### [ИСХОДНЫЙ ТЕКСТ]

Уход из школы был меланхоличным делом; корни были очень глубоко переплетены с почвой, зданиями, воспоминаниями, счастьем этого места — ибо оно было счастливым превыше всего — в последние несколько недель было много странных эмоциональных всплесков у мальчиков, которые казались вполне конвенциональными; и было унылое чувство, что жизнь подошла к концу и в будущем будет мало яркости или волнения. Я упаковал вещи, попрощался, раздал подарки; и когда я уезжал, карета, поднимаясь на мост мимо любимых игровых полей с их лужайками и вязами, скользящей рекой и возвышающимся позади замком, показала мне в один миг старые стены из красного кирпича, башенки, высокую часовню с ее шпилями и большими контрфорсами, где было проведено семь хороших лет. Я разразился, помню, безудержными слезами; но никакого чувства сожаления о неудаче, или лени, или праздности, или отсутствии всякого прекрасного намерения не охватило меня, хотя я был виновен во всех этих вещах. Я хотел бы чувствовать раскаяние! Но я был лишь благодарен, привязан и опечален тем, что оставляю позади такой безмятежный и восхитительный кусок жизни. Мир впереди не казался мне сулящим что-то, что я жаждал бы сделать или достичь; это было лишь закрытие двери, конец главы, внезапное умолкание музыки, сладкой на слух, которая не могла повториться.
Все это было тридцать пять лет назад! С тех пор — я видел это недвусмысленно, как школьный учитель и как преподаватель колледжа — вырос другой дух, чувство корпоративного и социального долга, более широкая идея национальной службы, не громко рекламируемая, но глубоко укоренившаяся и далекая от недисциплинированного индивидуализма моего детства. Это был тайный рост, а не образовательная программа. Англо-бурская война, я думаю, выявила его присутствие, а война, которую мы ведем сейчас, засвидетельствовала его зрелую силу. Это пришло отчасти благодаря организации, а еще больше благодаря действию более щедрого и самоотверженного идеала. В любом случае, это великий и благородный урожай; и я всем сердцем радуюсь, что он так созрел и принес плоды в мужестве, бескорыстии и высокодушном общественном духе.
XIII
АВТОРСТВО 1
Эссе, которое стоит следующим в этом томе, «Трава Моли и Анютины глазки», было предметом любопытного и интересного эксперимента. Когда я впервые подумал об этом, мне показалось, что это многообещающая тема, существенная идея. Не следует писать комментарий к собственной работе, но основная тема такова: всю жизнь меня временами, иногда очень настойчиво, преследовало чувство поиска; и мне часто казалось, что я ищу что-то, что каким-то образом потерял; что я пытаюсь заново открыть какую-то эмоцию или мысль, которой я когда-то определенно обладал и которую так же определенно забыл или потерял. Временами я чувствовал, что иду по следу, как будто это проходило здесь незадолго до того; временами мне казалось, что я близок к этому и что это скрыто от меня лишь тончайшей вуалью. У меня есть основания знать, что другие люди испытывают то же самое; и, действительно, именно это составляет своеобразное и волнующее очарование стихотворения Ньюмена «Веди, о кроткий свет», где все подытожено в тех изысканных строках, часто так странно неверно истолкованных и понятых, которыми заканчивается стихотворение:
«И с утром улыбнутся те ангельские лики, Которые я любил давно и потерял на время».

### [ИСХОДНЫЕ ДАННЫЕ]
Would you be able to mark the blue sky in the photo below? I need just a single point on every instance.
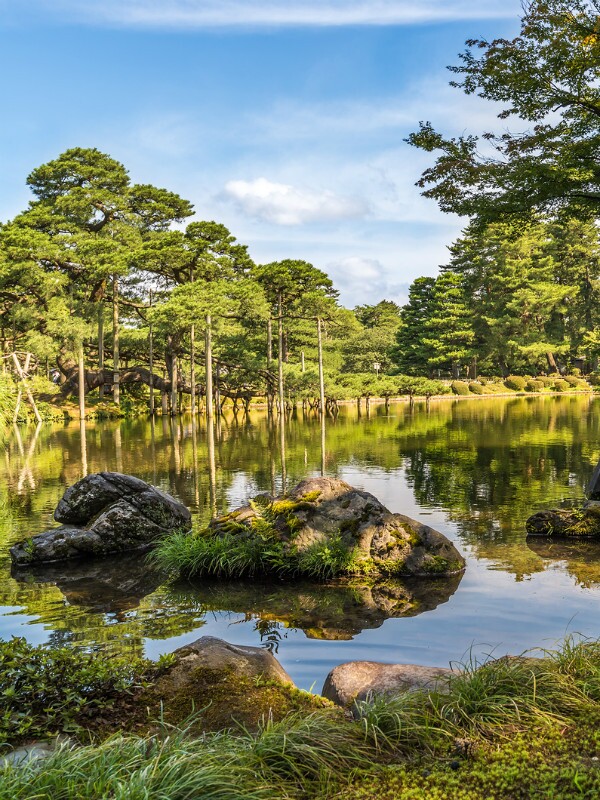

### [ЗАДАНИЕ]
Назовите по исходному тексту все вещи, в которых рассказчик был виновен, но о которых, уезжая из школы, не испытывал сожаления.

### [РЕШЕНИЕ ЗАДАНИЯ]
Таких вещей четыре: неудача, лень, праздность и отсутствие всякого прекрасного намерения.